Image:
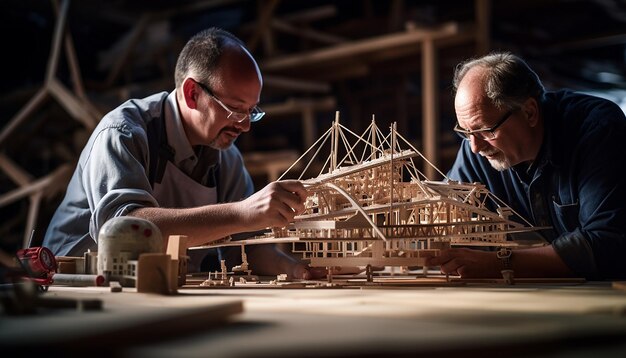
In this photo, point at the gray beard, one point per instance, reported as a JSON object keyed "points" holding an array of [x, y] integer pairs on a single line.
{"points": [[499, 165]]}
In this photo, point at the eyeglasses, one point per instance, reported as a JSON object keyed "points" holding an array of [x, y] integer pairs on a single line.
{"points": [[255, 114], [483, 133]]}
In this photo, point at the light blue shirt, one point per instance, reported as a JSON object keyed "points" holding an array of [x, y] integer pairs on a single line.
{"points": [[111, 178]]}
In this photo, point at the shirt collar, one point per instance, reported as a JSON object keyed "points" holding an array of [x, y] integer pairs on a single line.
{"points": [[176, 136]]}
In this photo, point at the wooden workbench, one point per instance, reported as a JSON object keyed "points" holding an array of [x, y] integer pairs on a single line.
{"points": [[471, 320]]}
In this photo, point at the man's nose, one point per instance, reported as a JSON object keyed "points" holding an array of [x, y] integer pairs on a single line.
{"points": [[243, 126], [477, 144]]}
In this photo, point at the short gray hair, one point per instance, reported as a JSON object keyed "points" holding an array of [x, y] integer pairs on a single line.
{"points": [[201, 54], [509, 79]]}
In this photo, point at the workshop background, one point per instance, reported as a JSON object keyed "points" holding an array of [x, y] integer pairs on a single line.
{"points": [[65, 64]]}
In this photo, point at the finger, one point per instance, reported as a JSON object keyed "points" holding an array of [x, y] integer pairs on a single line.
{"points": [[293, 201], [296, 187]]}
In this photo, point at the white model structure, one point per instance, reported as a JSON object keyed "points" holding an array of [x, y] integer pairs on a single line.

Problem to work on: Exclude all images and restate the records above word for word.

Exercise output:
Image:
In this photo, point at the gray beard, one point per instance, reported as a JSON object keyed "points" holding an array of [x, y] integer pairs on a single line.
{"points": [[499, 165]]}
In this photo, point at the eyeglasses, one point per instance, reported as a JSON object keyed "points" holding an array of [x, y] integer pairs on a single line.
{"points": [[255, 114], [483, 133]]}
In this photo, point at the light blue shirt, one point per instance, reported as a JSON object keyed "points" holding an array of [x, y] integer pairs on a single line.
{"points": [[111, 178]]}
In this photo, point at the shirt collar, one point per instance, reported as a JSON object keyed "points" holding an array of [x, y] integer pairs on a single line.
{"points": [[176, 136]]}
In this photo, point at the wooden workbench, one point per instance, reported as a JSON object keyed "points" holding an array of [x, y] integer pairs on a single line.
{"points": [[471, 320]]}
In this photo, point at the man's nose, one point per instance, reported as a JSON object keyed "points" holding an array of [x, y] integer pairs on a single line.
{"points": [[243, 126], [477, 144]]}
In this photo, point at the short gray hair, one point per instance, reported as a JSON object keyed "points" holding an array of [x, y] integer pairs on a single line.
{"points": [[201, 54], [509, 79]]}
In this photo, point at the workshop background, one point per instance, reported as a JSON object keyed "points" holding an array of [x, y] integer pairs on a single line.
{"points": [[65, 64]]}
In this photo, point at the finger, one point per instance, reported as a JSON object keyed "points" holding an array of [x, y] integer pairs on a single line.
{"points": [[293, 201], [296, 187]]}
In this photo, point at the white model structure, one point per instance, reported as a JSON object keyed "points" holding an array of [x, y] integer pairs on a single line.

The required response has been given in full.